**Goal of the exercise**
Every entry should be repeated exactly. Omit the pictures.

Point localization data:
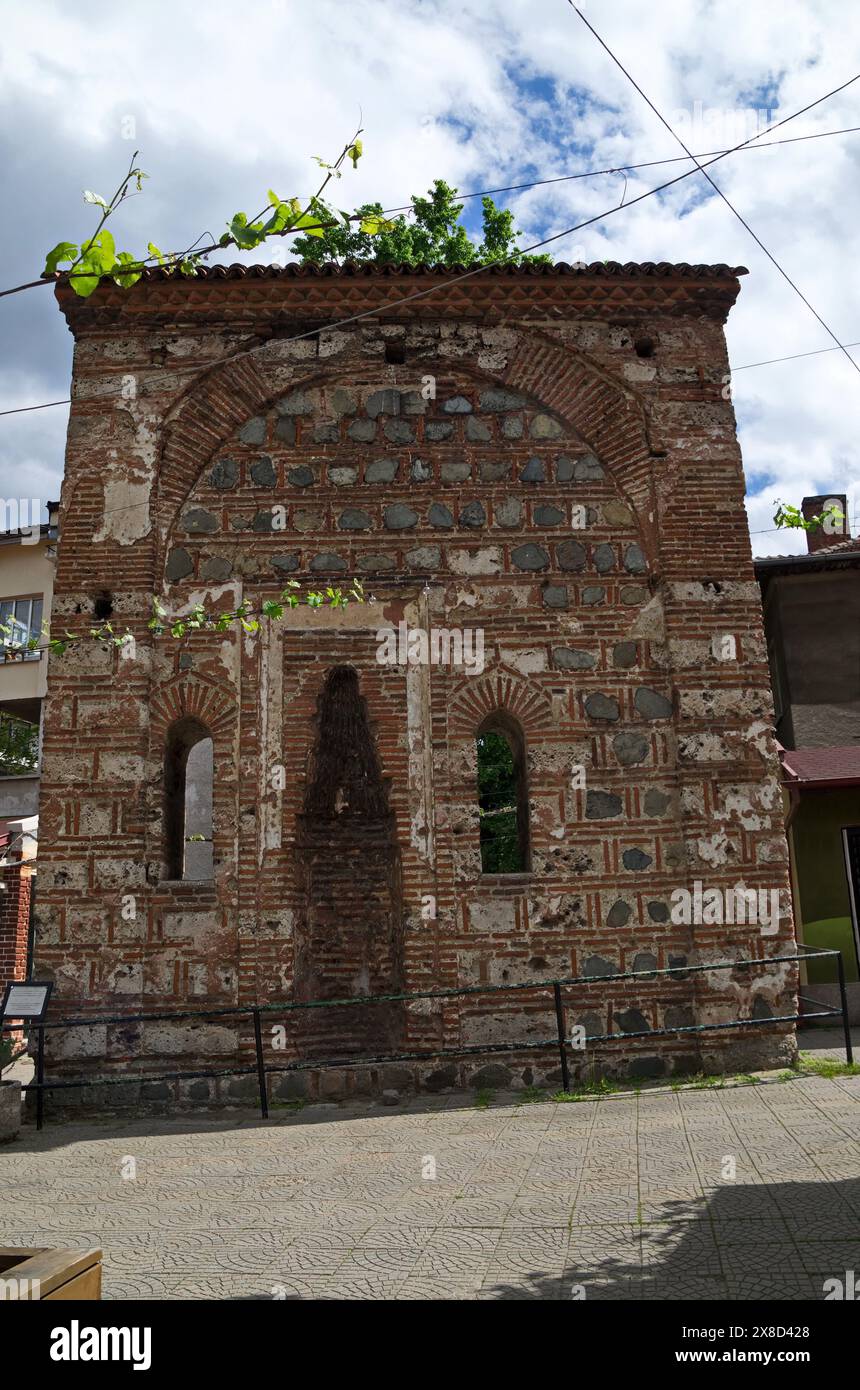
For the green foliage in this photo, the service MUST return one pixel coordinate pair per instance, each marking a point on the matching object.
(500, 851)
(792, 519)
(199, 619)
(88, 263)
(18, 747)
(532, 1096)
(432, 234)
(827, 1066)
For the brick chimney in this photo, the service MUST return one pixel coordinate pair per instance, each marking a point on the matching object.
(832, 531)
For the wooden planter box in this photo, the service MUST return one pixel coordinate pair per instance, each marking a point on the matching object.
(40, 1275)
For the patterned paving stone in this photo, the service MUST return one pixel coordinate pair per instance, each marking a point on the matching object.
(621, 1198)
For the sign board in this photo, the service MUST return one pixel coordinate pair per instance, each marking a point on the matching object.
(27, 1000)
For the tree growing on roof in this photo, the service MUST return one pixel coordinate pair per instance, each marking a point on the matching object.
(430, 234)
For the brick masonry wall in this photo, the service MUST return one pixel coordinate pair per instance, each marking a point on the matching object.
(557, 469)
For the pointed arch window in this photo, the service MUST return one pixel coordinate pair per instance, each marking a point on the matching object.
(188, 801)
(502, 795)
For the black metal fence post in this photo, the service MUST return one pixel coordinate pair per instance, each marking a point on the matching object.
(566, 1079)
(846, 1027)
(260, 1065)
(40, 1077)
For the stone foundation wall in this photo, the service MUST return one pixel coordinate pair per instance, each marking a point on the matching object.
(545, 459)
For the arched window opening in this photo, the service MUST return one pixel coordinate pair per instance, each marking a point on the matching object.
(502, 797)
(188, 801)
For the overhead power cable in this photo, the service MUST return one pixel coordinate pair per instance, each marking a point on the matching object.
(535, 246)
(716, 186)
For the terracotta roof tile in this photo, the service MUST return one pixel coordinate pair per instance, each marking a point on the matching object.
(813, 766)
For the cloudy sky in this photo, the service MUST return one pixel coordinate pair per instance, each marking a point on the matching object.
(227, 100)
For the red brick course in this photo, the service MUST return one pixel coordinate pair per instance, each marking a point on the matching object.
(189, 424)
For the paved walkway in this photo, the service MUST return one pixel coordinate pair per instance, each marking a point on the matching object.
(630, 1197)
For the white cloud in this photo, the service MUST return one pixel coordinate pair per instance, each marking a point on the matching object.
(232, 99)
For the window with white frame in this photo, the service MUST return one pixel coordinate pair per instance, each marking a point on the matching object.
(20, 622)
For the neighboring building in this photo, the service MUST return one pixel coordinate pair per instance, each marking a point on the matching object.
(538, 462)
(27, 580)
(812, 620)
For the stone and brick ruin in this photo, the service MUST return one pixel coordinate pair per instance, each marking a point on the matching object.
(542, 455)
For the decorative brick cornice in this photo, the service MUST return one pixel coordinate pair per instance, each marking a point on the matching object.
(499, 691)
(250, 295)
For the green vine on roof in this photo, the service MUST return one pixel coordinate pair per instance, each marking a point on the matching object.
(82, 266)
(197, 620)
(430, 234)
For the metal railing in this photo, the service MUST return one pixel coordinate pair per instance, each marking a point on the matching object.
(261, 1068)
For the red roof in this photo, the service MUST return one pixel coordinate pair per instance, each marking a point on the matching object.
(821, 766)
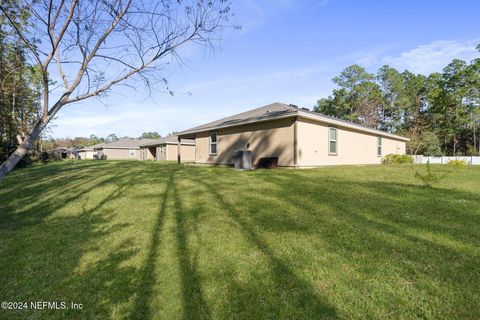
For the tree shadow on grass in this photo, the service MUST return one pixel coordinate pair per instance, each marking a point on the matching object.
(141, 305)
(194, 304)
(42, 258)
(428, 236)
(288, 296)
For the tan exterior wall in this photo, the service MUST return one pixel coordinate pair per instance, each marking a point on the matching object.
(353, 147)
(86, 154)
(187, 153)
(265, 139)
(149, 153)
(122, 154)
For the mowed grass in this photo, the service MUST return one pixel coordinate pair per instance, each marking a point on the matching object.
(146, 240)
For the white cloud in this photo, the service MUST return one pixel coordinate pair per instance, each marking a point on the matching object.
(433, 57)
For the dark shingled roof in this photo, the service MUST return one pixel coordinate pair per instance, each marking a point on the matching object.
(270, 111)
(279, 110)
(168, 139)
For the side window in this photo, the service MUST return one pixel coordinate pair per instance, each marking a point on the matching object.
(379, 147)
(332, 141)
(213, 142)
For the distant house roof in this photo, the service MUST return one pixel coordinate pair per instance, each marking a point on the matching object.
(171, 139)
(89, 148)
(128, 143)
(277, 111)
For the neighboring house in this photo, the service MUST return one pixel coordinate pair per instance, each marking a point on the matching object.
(167, 149)
(60, 152)
(88, 152)
(123, 149)
(291, 137)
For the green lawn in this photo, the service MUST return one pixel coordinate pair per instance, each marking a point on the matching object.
(143, 240)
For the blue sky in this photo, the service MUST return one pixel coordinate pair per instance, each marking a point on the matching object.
(286, 51)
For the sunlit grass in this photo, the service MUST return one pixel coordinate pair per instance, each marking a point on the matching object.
(150, 240)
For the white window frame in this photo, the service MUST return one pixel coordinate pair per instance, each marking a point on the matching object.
(379, 146)
(331, 140)
(213, 143)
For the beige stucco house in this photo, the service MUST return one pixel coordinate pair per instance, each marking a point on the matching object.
(292, 137)
(167, 149)
(147, 149)
(123, 149)
(88, 152)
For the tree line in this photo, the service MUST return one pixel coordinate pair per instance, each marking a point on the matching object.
(439, 112)
(19, 86)
(51, 143)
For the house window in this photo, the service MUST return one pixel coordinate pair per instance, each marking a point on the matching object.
(332, 141)
(213, 142)
(379, 147)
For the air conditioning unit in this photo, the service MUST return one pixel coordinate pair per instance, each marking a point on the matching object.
(242, 159)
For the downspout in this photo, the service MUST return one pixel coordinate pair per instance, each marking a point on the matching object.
(295, 143)
(179, 150)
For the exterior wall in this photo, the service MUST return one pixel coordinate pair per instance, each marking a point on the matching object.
(88, 154)
(353, 147)
(187, 152)
(149, 153)
(172, 154)
(122, 154)
(162, 152)
(265, 139)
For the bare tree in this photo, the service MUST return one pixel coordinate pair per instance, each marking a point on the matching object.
(91, 46)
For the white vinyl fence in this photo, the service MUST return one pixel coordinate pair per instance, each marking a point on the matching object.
(475, 160)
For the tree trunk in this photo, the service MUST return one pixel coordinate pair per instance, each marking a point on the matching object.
(23, 148)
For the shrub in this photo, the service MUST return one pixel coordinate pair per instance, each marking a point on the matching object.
(428, 178)
(458, 164)
(397, 159)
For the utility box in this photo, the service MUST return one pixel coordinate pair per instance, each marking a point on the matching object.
(242, 159)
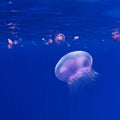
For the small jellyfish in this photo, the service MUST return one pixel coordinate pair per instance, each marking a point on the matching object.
(75, 68)
(60, 38)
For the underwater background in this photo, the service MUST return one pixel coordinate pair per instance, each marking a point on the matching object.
(29, 89)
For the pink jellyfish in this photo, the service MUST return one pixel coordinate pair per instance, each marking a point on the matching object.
(75, 67)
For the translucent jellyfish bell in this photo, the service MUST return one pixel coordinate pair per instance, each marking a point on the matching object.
(75, 67)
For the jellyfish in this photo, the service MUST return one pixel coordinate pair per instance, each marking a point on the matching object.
(60, 38)
(75, 68)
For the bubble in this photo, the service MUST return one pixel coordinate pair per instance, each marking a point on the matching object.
(75, 68)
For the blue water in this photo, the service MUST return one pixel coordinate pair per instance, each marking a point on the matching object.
(29, 89)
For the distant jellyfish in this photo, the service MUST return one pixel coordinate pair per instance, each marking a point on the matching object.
(60, 38)
(75, 68)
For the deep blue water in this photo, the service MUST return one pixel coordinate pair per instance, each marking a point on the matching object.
(29, 89)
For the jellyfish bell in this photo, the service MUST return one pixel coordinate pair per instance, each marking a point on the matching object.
(60, 38)
(75, 67)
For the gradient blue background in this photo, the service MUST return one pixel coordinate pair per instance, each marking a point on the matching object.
(29, 89)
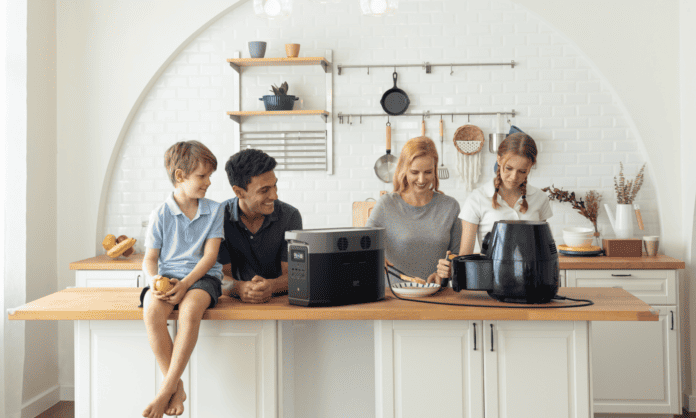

**Solution**
For the green foliage in this photo, the service MUST return one pixel coordinate pair per instance, each marking a point on the matching object.
(500, 851)
(792, 519)
(199, 619)
(88, 263)
(18, 747)
(532, 1096)
(432, 234)
(827, 1066)
For the brick chimney in this photo, the service MUST return one pixel coordinate pair per instance, each marking a point on the matching object.
(832, 531)
For the wooden planter box in this photo, the service MUST return one pixel coordinate pair per instance, each marking a point on the matching object.
(40, 1275)
For the patterned paving stone in this photo, the service MUST return one pixel coordinate pair per instance, each marking a point on the matching object.
(621, 1198)
For the sign board in this photo, the service MUST return one pixel coordinate pair per instance, each marking a point on the matching object.
(27, 1000)
For the tree growing on roof in this photo, the service MUST return one pixel coordinate pair per instance, each marking a point on the matching object.
(430, 234)
For the brick masonry wall in this photo, the service MUST return one pixel coordinate pair per instance, each marking a point on the matching object.
(557, 469)
For the pointed arch window in this photo, the service MUST return one pixel coordinate pair per instance, each marking a point on the matching object.
(188, 801)
(502, 795)
For the black metal fence post in this photo, the service MUST return one pixel coordinate pair per instance, each marking a point on the matching object.
(566, 1079)
(846, 1027)
(260, 1065)
(40, 1077)
For the stone foundation wall in this photo, the service MUST return one pixel coordinate pair per instance, each marking a point on the matching object.
(545, 459)
For the arched window opening in this photo, the service MUST return one pixel coordinate pair per instance, each marking a point on the matching object.
(502, 797)
(188, 801)
For the overhead power cable in this photo, the service MUST return one pixel coordinate pair per instance, each marking a point on the matching object.
(535, 246)
(716, 186)
For the terracotta roof tile in this photo, the service MUST return one pixel coordinate pair per instance, each marking a point on the matching object.
(813, 766)
For the cloudy sky in this photo, the service MUST return one pixel coordinate pair per instance, each marking a point on the matching object.
(227, 100)
For the red brick course in this photo, the service MUST return one pixel coordinate pair per instance, each marking a point on the matching object.
(189, 424)
For the paved walkway in this photo, the service MUST return one pixel coordinate pair per instance, each marking a point on the matching object.
(630, 1197)
For the white cloud in this photo, the service MUST return one pixel coordinate pair per instance, each marking a point on the matching object.
(232, 99)
For the window with white frame in this photo, the service MUST return one pixel coordinate pair per instance, each marking a point on the matching object.
(20, 622)
For the neighboring building in this photo, the service MUST return one pixel coordinate pair per instance, each marking a point on the matching object.
(538, 462)
(27, 580)
(812, 620)
For the stone and brick ruin in this photo, the service MUST return one pixel coordinate pair per instance, each marking a point on the matching object.
(542, 455)
For the decorative brick cornice in this photo, the service MUST return one pixel coordinate pair per instance, each marking a point on the matching object.
(499, 691)
(250, 295)
For the green vine on roof in this photo, the service MUST return one pixel coordinate pair per instance, each marking a point on the matching object.
(82, 266)
(197, 620)
(430, 234)
For the metal railing in this photo, the service MUST return one pixel coordinate pair per instance, each marking a point on the matching object.
(261, 1068)
For the red roof in this photo, the service MUST return one pixel coordinate pair per instance, each marking a point on the matching object.
(821, 766)
For the tree shadow on grass in this photo, the service MUST return one pixel coordinate pair per instance, each marking a point on the matching object.
(141, 305)
(194, 304)
(42, 258)
(428, 236)
(288, 296)
For the tan exterior wall in this photo, the service MUST return one pixel coordinate pair per instance, each marking a point on the matching object.
(353, 147)
(86, 154)
(187, 153)
(265, 139)
(149, 153)
(122, 154)
For the mowed grass in this photo, the service MUST return one pixel coordinate pair per instance, each marking a point on the matching object.
(146, 240)
For the white cloud in this photo, the service MUST return one pixel coordinate pair per instance, each marking a point on the matching object.
(433, 57)
For the dark shingled roof in this photo, the service MUST return one pixel coordinate pair per instance, each marking a point on the matching object.
(270, 111)
(279, 110)
(168, 139)
For the side window in this photo, the service MUST return one pixel coordinate pair per instance, each marking a point on the matching object.
(379, 147)
(332, 141)
(213, 142)
For the distant house roof in this photo, the service MUST return one pixel coordinate pair per instance, each marking a point on the matching object.
(171, 139)
(89, 148)
(128, 143)
(277, 111)
For the neighboring house in this photo, the service MUST return one pixel coordinate pair per instance, each marking a point on the matching object.
(167, 149)
(60, 152)
(88, 152)
(123, 149)
(291, 137)
For the green lawn in this photo, the service MUST return one pixel coordinate pair per instance, each marking a point on the matching object.
(143, 240)
For the blue sky in this photo, the service MUST return one pixel coordinate pair per instance, each marking a point on the matching object.
(286, 51)
For the sunlit grass in this photo, the service MUST return one pixel coordinate pair per instance, each marking a point on the matching object.
(150, 240)
For the white window frame in this photo, the service MUST return one pixel coordinate pair per instance, each marking a point on the matching object.
(379, 146)
(331, 140)
(213, 143)
For the beige stucco house in this photo, the service MUST return one pixel coordinate pair per instance, each marking a point on the matching object.
(292, 137)
(167, 149)
(147, 149)
(123, 149)
(88, 152)
For the tree line in this photo, the service MUST return one pixel coordinate pair per instance, each marking a point on the matching object.
(439, 112)
(19, 86)
(51, 143)
For the house window in this photo, the service MUST return one pixel coordinate pair per instance, each marking a point on the matching object.
(332, 141)
(213, 142)
(379, 147)
For the air conditioning unit in this photo, the service MUST return one pixel coordinate pair per instance, each marking a point on the matching object.
(242, 159)
For the downspout in this photo, the service MUST return one pixel coordinate pair per instance, each marking a point on the matching object.
(295, 143)
(179, 150)
For the exterior wall in this photo, the service MUST return one pixel coordinate pair per instance, each marking a point on the matching object.
(88, 154)
(353, 147)
(187, 152)
(149, 153)
(172, 154)
(122, 154)
(162, 152)
(265, 139)
For the bare tree in this photo, the service MUST return one pixel coordinate pair per instance, each marking a point on the matching object.
(91, 46)
For the white vinyl fence in this photo, the service MUST return one pixel coordinate pair per instance, each marking a point on the matching object.
(475, 160)
For the tree trunk in this photo, the service MUST return one pixel coordinate pair per instance, each marking a point on the matching object.
(23, 148)
For the shrub in this photo, the service MUST return one pixel coordinate pair per instance, each marking a point on the matching object.
(428, 178)
(458, 164)
(397, 159)
For the utility box in this photo, the service MUST return one pixel coordinate pair per instance, each marking a point on the matching object.
(242, 159)
For the small jellyfish in this photo, the service MUST return one pixel coordinate pair per instance, each marking a point on the matching object.
(75, 68)
(60, 38)
For the underwater background in this photo, the service MUST return one pixel coordinate pair per instance, each marking a point on the matching object.
(29, 89)
For the pink jellyfish in this photo, the service MUST return one pixel coordinate pair per instance, each marking a point on the matching object.
(75, 67)
For the translucent jellyfish bell in this photo, the service MUST return one pixel coordinate pair per instance, each marking a point on the matching object.
(75, 67)
For the jellyfish in this photo, the service MUST return one pixel coordinate pair per instance, each marking a point on the matching object.
(60, 38)
(75, 68)
For the bubble in this photo, the service MUST return one pixel coordinate pair per instance, each marking a point on the matching object.
(75, 68)
For the blue water in this photo, the service MUST return one pixel coordinate pair per instance, each marking a point on the matching object.
(29, 89)
For the distant jellyfish in this photo, the service MUST return one pixel coordinate pair per instance, each marking a point on the matching object.
(60, 38)
(75, 68)
For the deep blue water in this photo, the service MUST return one pixel coordinate pair per instance, each marking a point on the matching object.
(29, 89)
For the jellyfish bell in this photo, the service MUST return one pixel coordinate pair per instance, each marking a point on the matching object.
(60, 38)
(75, 67)
For the gradient blue background in this photo, the service MUST return one pixel coordinate pair per instance, each marking a point on the matching object.
(29, 89)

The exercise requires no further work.